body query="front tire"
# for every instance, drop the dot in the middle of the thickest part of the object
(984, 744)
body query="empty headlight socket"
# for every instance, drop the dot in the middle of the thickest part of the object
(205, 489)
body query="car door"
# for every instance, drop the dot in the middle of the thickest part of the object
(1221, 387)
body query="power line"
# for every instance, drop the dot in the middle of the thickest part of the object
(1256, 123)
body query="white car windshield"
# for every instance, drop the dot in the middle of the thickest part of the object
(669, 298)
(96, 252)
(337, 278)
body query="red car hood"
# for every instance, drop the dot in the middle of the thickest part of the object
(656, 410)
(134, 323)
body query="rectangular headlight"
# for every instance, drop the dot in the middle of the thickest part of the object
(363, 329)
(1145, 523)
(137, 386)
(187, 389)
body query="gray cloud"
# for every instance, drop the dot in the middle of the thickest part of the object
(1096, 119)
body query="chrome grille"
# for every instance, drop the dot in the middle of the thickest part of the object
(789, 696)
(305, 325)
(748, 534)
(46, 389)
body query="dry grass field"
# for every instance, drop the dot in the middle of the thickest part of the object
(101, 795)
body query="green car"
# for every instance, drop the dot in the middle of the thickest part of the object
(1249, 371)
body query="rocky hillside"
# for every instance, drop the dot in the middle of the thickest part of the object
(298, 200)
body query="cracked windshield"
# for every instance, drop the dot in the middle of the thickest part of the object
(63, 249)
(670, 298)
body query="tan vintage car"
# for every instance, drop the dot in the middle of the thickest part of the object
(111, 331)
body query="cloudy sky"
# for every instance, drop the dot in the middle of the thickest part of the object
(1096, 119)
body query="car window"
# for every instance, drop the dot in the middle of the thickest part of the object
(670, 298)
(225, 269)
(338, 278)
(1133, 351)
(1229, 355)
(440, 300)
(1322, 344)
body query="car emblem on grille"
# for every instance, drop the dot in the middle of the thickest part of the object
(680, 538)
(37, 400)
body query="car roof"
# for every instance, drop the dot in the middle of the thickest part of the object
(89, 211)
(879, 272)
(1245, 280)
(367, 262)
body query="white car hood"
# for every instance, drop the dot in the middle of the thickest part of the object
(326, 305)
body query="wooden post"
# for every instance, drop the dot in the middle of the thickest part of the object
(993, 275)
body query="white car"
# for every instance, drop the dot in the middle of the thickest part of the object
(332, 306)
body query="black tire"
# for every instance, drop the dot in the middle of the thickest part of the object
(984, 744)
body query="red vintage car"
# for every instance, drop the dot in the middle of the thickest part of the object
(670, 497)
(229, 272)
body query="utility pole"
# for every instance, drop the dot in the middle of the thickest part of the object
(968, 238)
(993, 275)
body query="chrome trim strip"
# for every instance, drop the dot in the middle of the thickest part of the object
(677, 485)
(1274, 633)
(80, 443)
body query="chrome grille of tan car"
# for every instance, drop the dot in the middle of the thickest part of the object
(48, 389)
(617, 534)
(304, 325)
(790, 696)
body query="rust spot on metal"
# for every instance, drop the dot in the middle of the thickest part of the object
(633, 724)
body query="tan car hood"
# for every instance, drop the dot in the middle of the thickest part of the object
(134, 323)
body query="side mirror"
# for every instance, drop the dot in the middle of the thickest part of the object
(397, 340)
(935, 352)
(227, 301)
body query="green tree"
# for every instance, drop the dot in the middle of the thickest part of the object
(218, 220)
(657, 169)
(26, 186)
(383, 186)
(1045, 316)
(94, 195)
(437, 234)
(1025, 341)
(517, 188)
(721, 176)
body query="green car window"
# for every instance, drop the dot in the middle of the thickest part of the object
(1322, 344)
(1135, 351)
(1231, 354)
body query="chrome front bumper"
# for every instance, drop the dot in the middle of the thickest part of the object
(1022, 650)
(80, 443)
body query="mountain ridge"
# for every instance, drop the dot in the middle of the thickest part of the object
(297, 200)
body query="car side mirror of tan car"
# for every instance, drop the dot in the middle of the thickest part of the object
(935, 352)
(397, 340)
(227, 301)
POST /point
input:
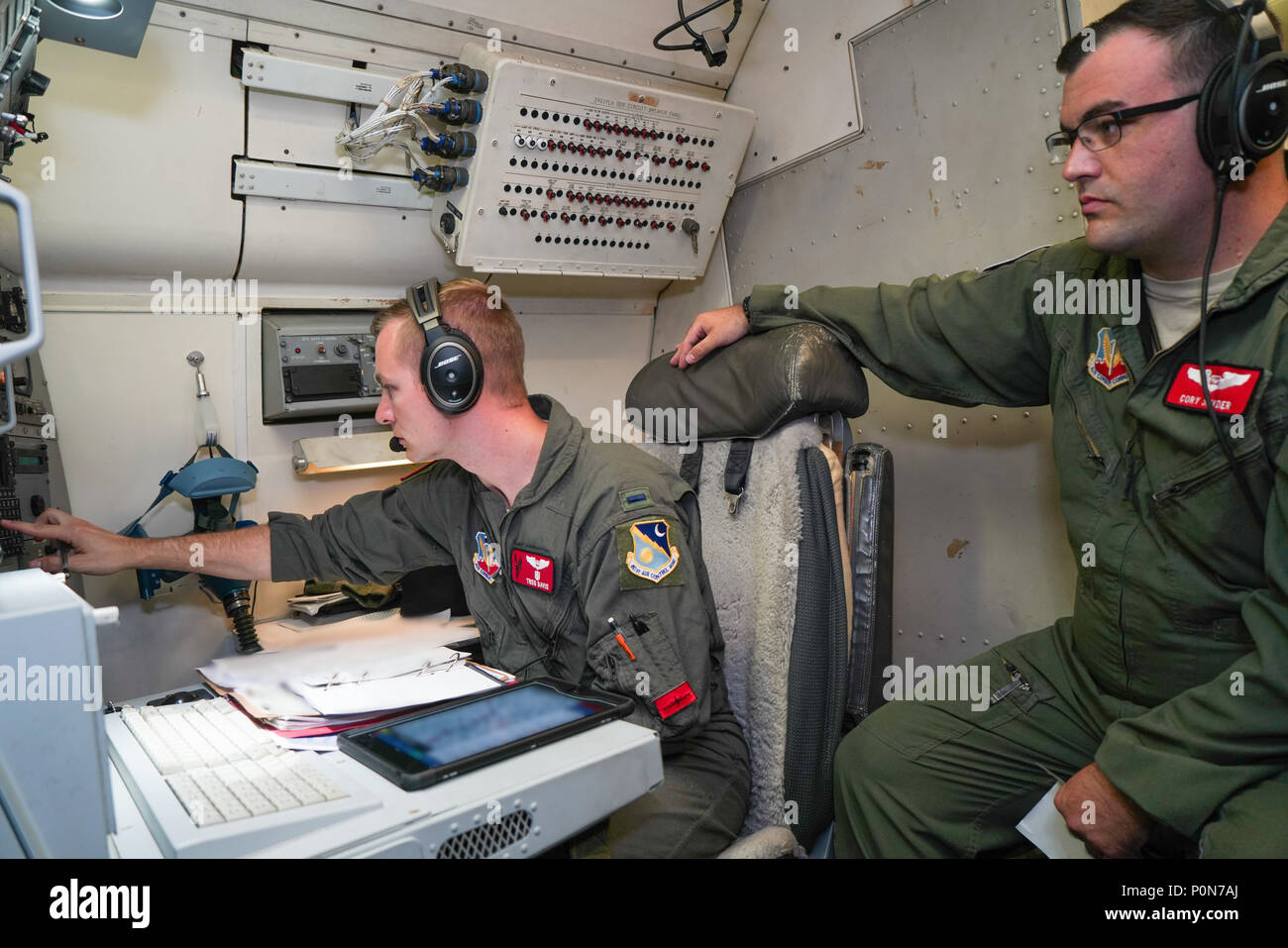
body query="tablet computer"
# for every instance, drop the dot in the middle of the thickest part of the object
(432, 746)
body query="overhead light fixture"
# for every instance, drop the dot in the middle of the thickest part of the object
(334, 454)
(108, 26)
(89, 9)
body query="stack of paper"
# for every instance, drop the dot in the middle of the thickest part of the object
(318, 689)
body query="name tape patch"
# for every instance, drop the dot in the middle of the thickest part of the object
(677, 699)
(532, 570)
(1231, 386)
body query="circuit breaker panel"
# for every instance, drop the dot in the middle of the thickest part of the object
(578, 174)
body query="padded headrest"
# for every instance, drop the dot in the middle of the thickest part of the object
(758, 384)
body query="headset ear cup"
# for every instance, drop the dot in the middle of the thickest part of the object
(1214, 116)
(451, 369)
(1262, 110)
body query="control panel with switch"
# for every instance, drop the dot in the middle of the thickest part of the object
(317, 365)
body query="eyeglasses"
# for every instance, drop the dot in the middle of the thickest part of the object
(1106, 130)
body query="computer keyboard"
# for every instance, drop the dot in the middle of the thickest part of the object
(210, 782)
(220, 767)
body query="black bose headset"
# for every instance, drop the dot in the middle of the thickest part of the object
(451, 369)
(1241, 117)
(1243, 108)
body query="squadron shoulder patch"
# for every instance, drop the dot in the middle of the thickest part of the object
(1106, 365)
(487, 558)
(647, 556)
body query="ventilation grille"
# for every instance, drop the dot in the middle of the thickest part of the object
(488, 839)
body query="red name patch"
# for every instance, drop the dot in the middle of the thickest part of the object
(1231, 388)
(677, 699)
(532, 570)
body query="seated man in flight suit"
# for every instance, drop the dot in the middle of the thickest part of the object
(552, 535)
(1163, 699)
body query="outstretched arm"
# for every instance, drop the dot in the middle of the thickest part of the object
(243, 554)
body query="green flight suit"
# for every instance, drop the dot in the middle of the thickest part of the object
(1172, 672)
(601, 530)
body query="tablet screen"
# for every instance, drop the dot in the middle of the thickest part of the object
(454, 734)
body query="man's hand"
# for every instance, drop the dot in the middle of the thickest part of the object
(1115, 826)
(709, 331)
(93, 549)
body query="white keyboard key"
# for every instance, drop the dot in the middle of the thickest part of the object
(201, 810)
(250, 797)
(320, 784)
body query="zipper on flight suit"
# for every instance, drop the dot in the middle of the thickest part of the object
(1095, 453)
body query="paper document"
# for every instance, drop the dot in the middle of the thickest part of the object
(406, 690)
(1043, 826)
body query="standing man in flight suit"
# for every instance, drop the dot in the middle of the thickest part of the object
(1163, 699)
(553, 536)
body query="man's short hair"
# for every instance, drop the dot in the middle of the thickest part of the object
(1199, 35)
(481, 313)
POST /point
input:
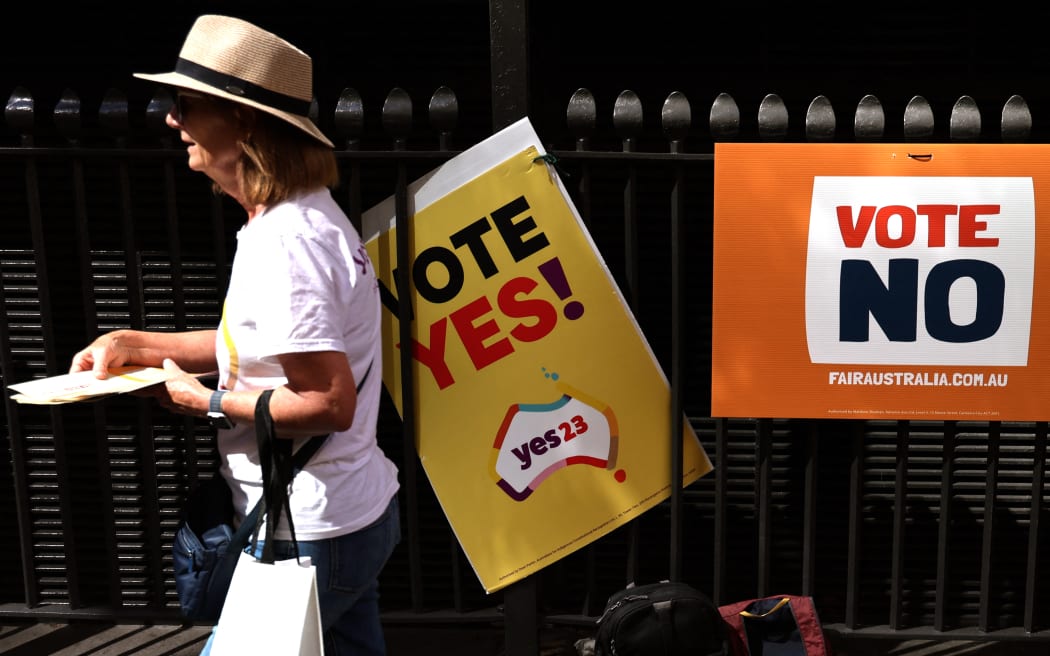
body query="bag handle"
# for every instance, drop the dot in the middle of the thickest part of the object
(279, 466)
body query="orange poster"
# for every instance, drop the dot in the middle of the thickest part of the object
(881, 281)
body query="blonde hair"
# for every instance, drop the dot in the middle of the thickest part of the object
(280, 161)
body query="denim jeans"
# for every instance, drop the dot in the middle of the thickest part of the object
(348, 586)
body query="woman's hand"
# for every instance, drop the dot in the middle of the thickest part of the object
(182, 393)
(100, 356)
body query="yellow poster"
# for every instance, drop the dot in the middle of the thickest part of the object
(543, 418)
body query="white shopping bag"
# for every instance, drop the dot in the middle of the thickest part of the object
(270, 609)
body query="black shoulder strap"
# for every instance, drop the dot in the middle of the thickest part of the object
(278, 469)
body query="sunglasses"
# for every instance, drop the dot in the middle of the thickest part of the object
(181, 107)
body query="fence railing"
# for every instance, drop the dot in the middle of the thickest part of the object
(895, 527)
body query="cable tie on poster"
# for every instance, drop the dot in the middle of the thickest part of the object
(552, 161)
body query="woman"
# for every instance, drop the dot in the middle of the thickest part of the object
(301, 316)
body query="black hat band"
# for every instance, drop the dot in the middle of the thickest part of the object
(243, 88)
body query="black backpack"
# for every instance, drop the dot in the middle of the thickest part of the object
(664, 618)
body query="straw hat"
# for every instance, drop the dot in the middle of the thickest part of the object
(233, 59)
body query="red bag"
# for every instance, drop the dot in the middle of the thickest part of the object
(782, 625)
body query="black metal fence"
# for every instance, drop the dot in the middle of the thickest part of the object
(895, 527)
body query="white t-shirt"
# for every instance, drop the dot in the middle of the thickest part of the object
(301, 281)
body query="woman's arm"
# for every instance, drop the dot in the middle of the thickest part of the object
(320, 396)
(193, 351)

> [ASSIGNED TASK]
Copy each line of the entries in which the string "headset" is found.

> [WORKED SOLUTION]
body query="headset ear cup"
body query="black bose headset"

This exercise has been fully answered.